# GIVEN PASSAGE
Foxes vs Hedgehogs: Classifying Countries as Generalists or Specialists Based on Entropy Scores

Introduction

This analysis draws its inspiration from Charles J. Gomez's previous research, available at https://doi.org/10.1016/j.respol.2024.105040

The analysis uses Shannon Entropy as a measure of how “generalist” or “specialist” a particular country is with respect to topic distributions. High entropy values indicate a more even (generalist) distribution across multiple topics, whereas low entropy values indicate a more uneven (specialist) distribution, focusing on fewer topics.

We calculate entropy in two primary ways:

Using Topic Prevalence:
- Here, we measure the proportion of citations associated with each topic.
- Non-significant topics (with P-values greater than 0.1) can be either zeroed out or entirely removed, affecting the resulting distribution.
Using (Beta Coefficient Estimate + Intercept of STM’s regression model for the country covariate):
- Here, each topic is associated with a regression estimate (and an intercept).

# RECORDS SHOWN

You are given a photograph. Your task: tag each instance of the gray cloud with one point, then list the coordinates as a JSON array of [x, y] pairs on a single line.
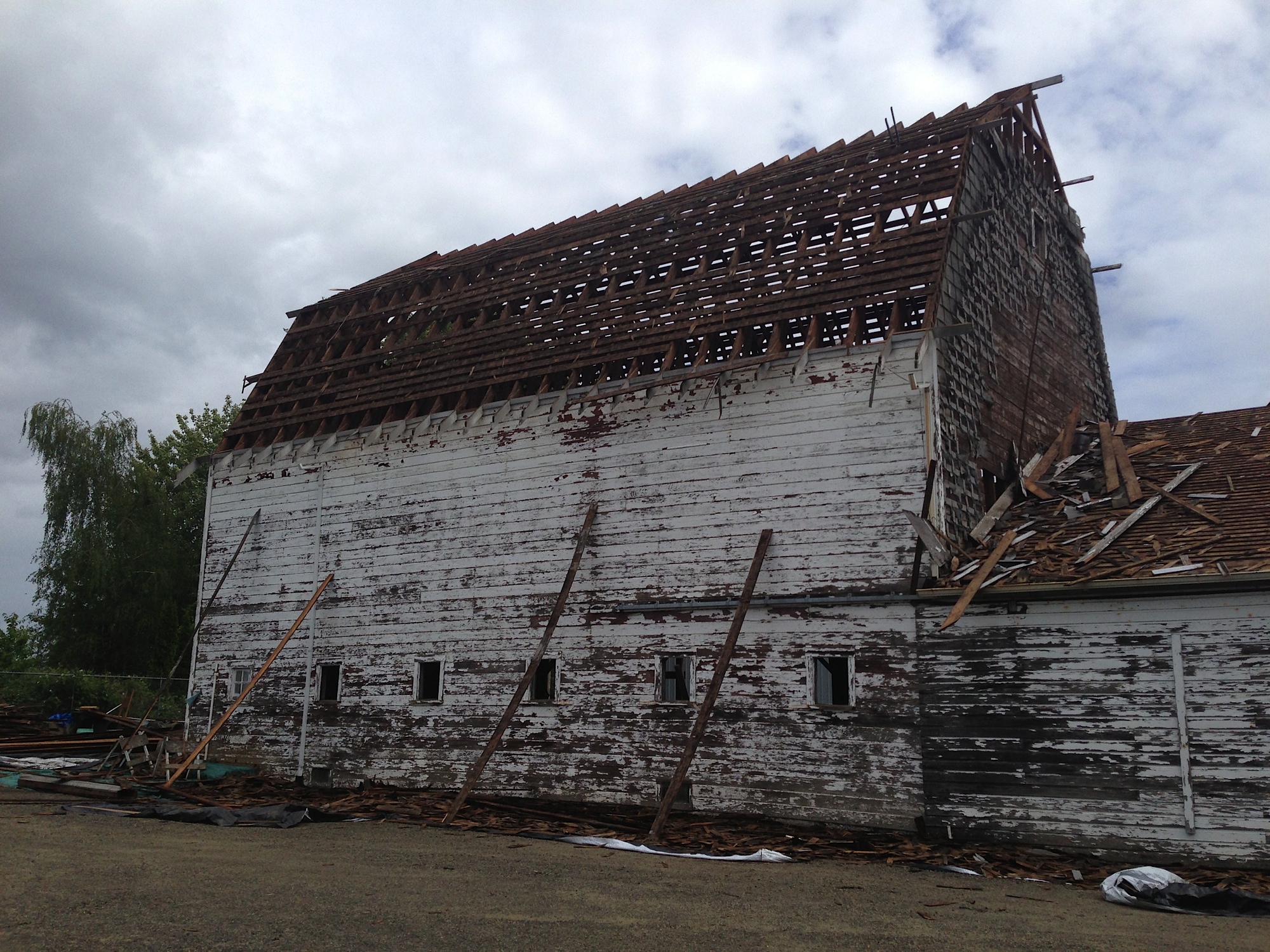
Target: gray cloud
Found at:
[[173, 178]]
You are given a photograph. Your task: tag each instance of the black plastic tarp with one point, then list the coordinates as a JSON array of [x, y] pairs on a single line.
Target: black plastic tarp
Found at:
[[276, 816]]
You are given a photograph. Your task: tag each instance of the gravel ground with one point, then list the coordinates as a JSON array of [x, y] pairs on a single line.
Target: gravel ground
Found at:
[[95, 883]]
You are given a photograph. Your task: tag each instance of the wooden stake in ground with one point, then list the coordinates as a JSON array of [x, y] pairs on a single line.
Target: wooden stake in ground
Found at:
[[505, 723], [251, 685], [699, 728], [980, 577]]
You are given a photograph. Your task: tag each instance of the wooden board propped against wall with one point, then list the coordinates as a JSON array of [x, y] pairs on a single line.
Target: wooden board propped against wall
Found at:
[[699, 728], [530, 671]]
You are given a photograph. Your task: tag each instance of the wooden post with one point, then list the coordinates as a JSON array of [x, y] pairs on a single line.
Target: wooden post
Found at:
[[251, 685], [505, 723], [699, 728], [926, 515]]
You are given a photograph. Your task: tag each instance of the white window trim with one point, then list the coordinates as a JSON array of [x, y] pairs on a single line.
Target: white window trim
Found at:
[[529, 691], [693, 678], [853, 689], [340, 686], [441, 684], [241, 667]]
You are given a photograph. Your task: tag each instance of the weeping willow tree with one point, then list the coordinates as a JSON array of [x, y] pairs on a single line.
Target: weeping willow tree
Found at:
[[119, 565]]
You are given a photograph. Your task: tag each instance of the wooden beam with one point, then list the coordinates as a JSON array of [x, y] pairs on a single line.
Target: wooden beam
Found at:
[[1128, 522], [1127, 475], [233, 708], [203, 616], [1186, 505], [531, 670], [699, 728], [1109, 468], [972, 590], [926, 515]]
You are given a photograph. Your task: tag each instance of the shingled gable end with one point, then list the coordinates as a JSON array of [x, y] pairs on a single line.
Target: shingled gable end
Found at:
[[792, 348], [956, 223]]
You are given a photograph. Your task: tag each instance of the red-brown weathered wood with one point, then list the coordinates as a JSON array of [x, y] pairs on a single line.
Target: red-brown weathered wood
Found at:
[[699, 727], [199, 748], [530, 671]]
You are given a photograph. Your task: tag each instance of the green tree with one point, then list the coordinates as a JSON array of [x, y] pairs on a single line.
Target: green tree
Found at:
[[119, 567], [21, 645]]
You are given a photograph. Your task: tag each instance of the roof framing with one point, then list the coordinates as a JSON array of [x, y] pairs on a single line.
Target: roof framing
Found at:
[[843, 246]]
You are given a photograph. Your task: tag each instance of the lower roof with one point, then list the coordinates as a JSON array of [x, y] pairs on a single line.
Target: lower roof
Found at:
[[1180, 498]]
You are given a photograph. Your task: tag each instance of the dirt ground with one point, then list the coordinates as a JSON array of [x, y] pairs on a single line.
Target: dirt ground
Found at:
[[95, 883]]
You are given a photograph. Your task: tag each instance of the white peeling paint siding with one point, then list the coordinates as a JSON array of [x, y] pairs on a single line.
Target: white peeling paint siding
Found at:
[[1061, 725], [450, 541]]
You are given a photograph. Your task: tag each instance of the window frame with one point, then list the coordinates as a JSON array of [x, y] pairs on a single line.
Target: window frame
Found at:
[[418, 681], [340, 682], [690, 678], [853, 690], [251, 673], [556, 694]]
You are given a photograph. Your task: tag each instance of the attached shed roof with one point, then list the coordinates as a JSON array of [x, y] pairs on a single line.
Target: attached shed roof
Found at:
[[840, 246], [1215, 520]]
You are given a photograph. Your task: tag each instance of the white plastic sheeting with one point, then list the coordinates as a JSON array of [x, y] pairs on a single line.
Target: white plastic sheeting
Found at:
[[763, 856]]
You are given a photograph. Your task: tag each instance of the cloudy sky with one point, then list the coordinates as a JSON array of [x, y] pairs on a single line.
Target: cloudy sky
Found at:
[[175, 177]]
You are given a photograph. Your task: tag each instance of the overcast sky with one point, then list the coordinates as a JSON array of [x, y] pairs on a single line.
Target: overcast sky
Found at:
[[176, 177]]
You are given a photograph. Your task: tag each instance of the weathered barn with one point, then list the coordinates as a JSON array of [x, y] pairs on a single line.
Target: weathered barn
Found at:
[[1113, 687], [789, 348]]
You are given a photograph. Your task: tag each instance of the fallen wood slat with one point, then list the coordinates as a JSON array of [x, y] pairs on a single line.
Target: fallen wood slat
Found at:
[[977, 582], [1128, 477], [1004, 502], [1149, 560], [78, 789], [1198, 510], [1128, 522], [1109, 468], [1139, 449]]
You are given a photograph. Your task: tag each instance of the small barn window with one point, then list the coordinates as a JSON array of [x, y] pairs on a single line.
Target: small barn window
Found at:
[[675, 678], [239, 680], [544, 687], [834, 681], [1039, 234], [427, 682], [328, 682]]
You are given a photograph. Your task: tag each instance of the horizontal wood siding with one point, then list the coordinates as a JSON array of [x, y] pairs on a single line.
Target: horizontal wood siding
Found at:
[[1060, 725], [450, 543]]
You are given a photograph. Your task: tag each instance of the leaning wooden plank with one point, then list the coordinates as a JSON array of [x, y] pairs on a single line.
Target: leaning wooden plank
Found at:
[[977, 582], [233, 708], [921, 540], [530, 671], [1109, 469], [190, 643], [699, 728], [1004, 502], [1130, 521], [1128, 477]]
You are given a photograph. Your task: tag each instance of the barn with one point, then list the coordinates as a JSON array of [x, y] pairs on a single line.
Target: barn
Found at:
[[1112, 689], [603, 430]]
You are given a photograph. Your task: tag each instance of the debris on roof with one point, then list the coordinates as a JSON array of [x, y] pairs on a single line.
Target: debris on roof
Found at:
[[1158, 499]]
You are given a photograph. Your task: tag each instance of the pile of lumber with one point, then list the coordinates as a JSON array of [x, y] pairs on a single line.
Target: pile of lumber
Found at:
[[693, 832]]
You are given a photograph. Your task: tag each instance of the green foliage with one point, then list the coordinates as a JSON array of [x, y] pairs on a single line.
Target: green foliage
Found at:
[[53, 692], [119, 567], [21, 644]]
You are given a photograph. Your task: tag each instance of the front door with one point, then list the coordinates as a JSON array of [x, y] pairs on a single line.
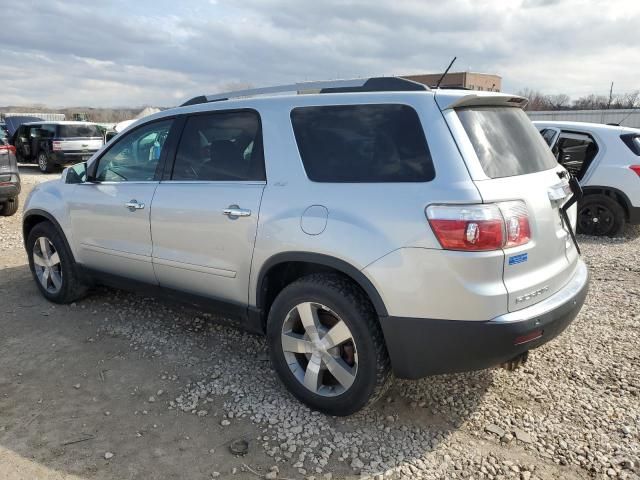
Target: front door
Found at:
[[204, 218], [110, 215]]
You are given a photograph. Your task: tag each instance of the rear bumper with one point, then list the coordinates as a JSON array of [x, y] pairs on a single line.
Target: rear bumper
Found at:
[[634, 215], [419, 347], [61, 158]]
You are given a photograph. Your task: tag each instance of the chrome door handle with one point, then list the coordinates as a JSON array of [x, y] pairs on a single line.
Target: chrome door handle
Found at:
[[133, 205], [235, 211]]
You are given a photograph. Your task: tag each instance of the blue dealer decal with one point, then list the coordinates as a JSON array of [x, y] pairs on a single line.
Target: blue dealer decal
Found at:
[[523, 257]]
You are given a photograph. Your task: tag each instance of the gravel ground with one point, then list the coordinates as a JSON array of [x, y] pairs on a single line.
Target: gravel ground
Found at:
[[572, 412]]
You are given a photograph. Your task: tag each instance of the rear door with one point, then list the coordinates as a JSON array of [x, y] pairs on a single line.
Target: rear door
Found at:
[[204, 216], [516, 164]]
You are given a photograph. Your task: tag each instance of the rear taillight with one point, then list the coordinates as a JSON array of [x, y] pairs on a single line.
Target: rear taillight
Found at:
[[480, 227]]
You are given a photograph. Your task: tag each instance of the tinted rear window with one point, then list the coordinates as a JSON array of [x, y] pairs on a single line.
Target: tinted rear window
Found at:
[[66, 131], [632, 141], [362, 143], [506, 142]]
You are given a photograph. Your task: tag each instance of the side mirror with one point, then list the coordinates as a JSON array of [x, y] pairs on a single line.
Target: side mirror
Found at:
[[77, 173]]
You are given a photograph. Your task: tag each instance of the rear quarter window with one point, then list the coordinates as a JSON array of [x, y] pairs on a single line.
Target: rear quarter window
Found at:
[[80, 131], [632, 140], [505, 141], [362, 144]]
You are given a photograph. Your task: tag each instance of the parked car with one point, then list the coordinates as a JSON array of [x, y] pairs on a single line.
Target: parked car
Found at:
[[4, 133], [606, 161], [9, 179], [53, 144], [376, 226]]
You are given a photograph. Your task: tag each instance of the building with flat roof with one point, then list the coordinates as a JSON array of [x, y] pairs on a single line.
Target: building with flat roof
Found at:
[[470, 80]]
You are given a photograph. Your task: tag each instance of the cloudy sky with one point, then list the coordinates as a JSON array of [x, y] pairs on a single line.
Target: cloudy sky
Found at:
[[160, 52]]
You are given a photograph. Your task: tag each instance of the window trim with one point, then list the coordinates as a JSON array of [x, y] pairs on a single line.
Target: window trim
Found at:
[[180, 128], [93, 168], [404, 104]]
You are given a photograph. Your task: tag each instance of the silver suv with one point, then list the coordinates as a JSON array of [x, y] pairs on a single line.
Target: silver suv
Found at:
[[365, 226]]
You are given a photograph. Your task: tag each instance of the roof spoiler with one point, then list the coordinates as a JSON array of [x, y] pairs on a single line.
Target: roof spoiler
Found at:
[[373, 84], [448, 100]]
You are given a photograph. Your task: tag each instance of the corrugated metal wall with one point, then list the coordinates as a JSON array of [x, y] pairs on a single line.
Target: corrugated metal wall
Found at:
[[50, 117], [627, 117]]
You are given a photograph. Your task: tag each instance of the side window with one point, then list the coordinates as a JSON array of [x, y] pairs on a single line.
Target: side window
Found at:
[[548, 135], [33, 131], [221, 146], [362, 143], [576, 151], [135, 157], [47, 131]]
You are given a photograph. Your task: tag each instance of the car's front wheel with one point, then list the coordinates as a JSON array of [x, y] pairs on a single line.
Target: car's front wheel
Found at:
[[52, 265], [600, 215], [44, 164], [326, 344], [9, 207]]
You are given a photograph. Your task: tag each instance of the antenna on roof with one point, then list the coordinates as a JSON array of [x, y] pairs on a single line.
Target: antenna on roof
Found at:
[[445, 72]]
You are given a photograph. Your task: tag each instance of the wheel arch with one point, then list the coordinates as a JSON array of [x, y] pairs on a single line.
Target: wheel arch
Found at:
[[36, 216], [617, 195], [283, 268]]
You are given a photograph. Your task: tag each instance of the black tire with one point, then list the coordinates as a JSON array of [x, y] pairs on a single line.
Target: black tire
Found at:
[[44, 164], [600, 215], [350, 304], [10, 207], [71, 288]]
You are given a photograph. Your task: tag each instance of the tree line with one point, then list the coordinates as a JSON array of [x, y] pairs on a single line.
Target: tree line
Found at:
[[541, 101]]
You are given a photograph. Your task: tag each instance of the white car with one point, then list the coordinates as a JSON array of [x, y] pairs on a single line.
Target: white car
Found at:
[[606, 161]]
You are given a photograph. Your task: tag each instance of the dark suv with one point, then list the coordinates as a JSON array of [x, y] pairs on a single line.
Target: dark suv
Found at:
[[9, 179], [52, 144]]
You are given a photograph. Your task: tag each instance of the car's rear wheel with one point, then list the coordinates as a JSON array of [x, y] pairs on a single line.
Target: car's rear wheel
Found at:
[[9, 207], [44, 164], [600, 215], [326, 344], [52, 265]]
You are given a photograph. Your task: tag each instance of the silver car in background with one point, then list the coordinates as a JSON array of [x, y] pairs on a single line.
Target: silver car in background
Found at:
[[369, 227]]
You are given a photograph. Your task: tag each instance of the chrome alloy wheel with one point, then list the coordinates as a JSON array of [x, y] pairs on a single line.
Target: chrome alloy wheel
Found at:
[[319, 349], [46, 263]]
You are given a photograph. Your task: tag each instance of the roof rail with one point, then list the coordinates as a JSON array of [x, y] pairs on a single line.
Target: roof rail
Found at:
[[373, 84]]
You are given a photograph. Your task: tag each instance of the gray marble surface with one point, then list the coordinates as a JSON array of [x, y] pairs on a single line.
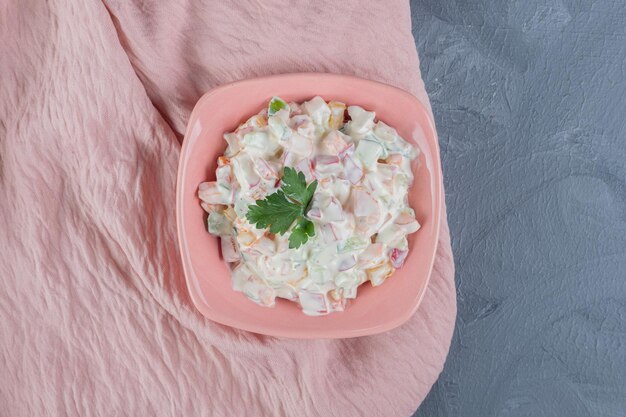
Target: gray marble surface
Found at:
[[530, 103]]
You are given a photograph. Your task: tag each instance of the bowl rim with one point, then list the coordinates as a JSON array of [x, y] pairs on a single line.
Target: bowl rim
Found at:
[[325, 333]]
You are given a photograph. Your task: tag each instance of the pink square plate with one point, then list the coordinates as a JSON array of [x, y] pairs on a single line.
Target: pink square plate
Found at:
[[374, 310]]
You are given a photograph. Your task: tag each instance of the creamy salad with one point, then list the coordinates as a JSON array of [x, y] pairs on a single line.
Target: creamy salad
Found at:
[[309, 204]]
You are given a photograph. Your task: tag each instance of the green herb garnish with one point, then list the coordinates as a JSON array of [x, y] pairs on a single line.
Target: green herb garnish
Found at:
[[290, 204], [276, 104]]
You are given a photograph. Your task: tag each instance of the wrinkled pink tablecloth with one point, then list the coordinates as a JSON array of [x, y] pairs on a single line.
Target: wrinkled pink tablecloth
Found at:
[[94, 314]]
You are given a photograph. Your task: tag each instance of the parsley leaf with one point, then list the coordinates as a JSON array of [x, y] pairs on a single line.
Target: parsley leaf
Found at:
[[275, 211], [279, 210], [276, 104]]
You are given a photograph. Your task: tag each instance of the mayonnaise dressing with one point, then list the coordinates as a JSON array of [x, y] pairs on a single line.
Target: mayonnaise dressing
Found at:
[[360, 208]]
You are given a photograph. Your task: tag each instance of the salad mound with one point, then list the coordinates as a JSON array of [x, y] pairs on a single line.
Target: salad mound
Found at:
[[309, 204]]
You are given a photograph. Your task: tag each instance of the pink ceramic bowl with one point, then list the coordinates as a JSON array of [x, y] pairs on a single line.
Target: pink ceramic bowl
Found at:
[[375, 310]]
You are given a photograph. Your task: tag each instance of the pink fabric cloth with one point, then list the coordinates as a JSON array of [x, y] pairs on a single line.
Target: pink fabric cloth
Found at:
[[95, 319]]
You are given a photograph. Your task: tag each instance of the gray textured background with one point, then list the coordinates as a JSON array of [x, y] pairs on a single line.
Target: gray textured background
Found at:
[[530, 103]]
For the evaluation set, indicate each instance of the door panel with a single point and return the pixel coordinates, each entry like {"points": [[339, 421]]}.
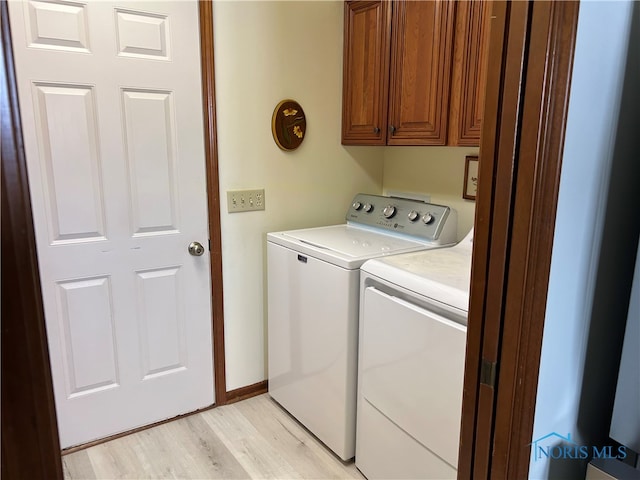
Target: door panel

# WHAT TO WORK ON
1. In the write-up on classifying countries as generalists or specialists, which P-values mark a topic as non-significant?
2. Put this sentence from the entropy analysis into Spanish: "High entropy values indicate a more even (generalist) distribution across multiple topics, whereas low entropy values indicate a more uneven (specialist) distribution, focusing on fewer topics."
3. Resume the write-up on classifying countries by entropy score, picking up after its final line.

# RESULTS OF THE TASKS
1. P-values greater than 0.1.

2. Los valores altos de entropía indican una distribución más uniforme (generalista) entre múltiples temas, mientras que los valores bajos de entropía indican una distribución más desigual (especialista), centrada en menos temas.

3.
- Non-significant topics are set to 0 in this approach, thereby not contributing to the entropy calculation.

These two approaches yield different plots and interpretations, described below.

Entropy Calculation

Defining calculate_entropy(vec):

Probabilities
prob_vec <- vec / sum(vec)
Each entry in vec is divided by the sum of the vector, giving a probability distribution.
Raw Entropy
entropy = -∑(p_i * log2(p_i))
where each p_i is the probability of the i-th topic.
Uniform Entropy
If there are N topics, the uniform probability is 1/N. Therefore:
uniform_entropy = -∑[ (1/N) * log2(1/N) ] (from i = 1 to N)
Normalized Entropy
normalized_entropy = 1 - (entropy / uniform_entropy)
- A value near 0 indicates high specialization (low entropy).
- A value near 1 indicates high generalization (high entropy).

Below is the R function used to calculate entropy measures:

calculate_entropy <- function(vec) { 
  prob_vec <- vec / sum(vec)
  
  # Calculate the entropy of the vector
  entropy <- -sum(prob_vec * log2(prob_vec), na.rm = TRUE)
  
  N <- length(vec)
  uniform_entropy <- -sum(rep(1/N, N) * log2(rep(1/N, N)))
  
  # Normalize the Entropy Score
  normalized_entropy <- 1 - (entropy / uniform_entropy)
  
  return(normalized_entropy)
}

Plots Description

Plot 1

X-Axis: Topic Prevalence
- All topics’ prevalence values are included, even those with non-significant estimates (which would be 0 if you tried to combine estimate + intercept).
Y-Axis: Shannon Entropy Scores (calculated from topic prevalence)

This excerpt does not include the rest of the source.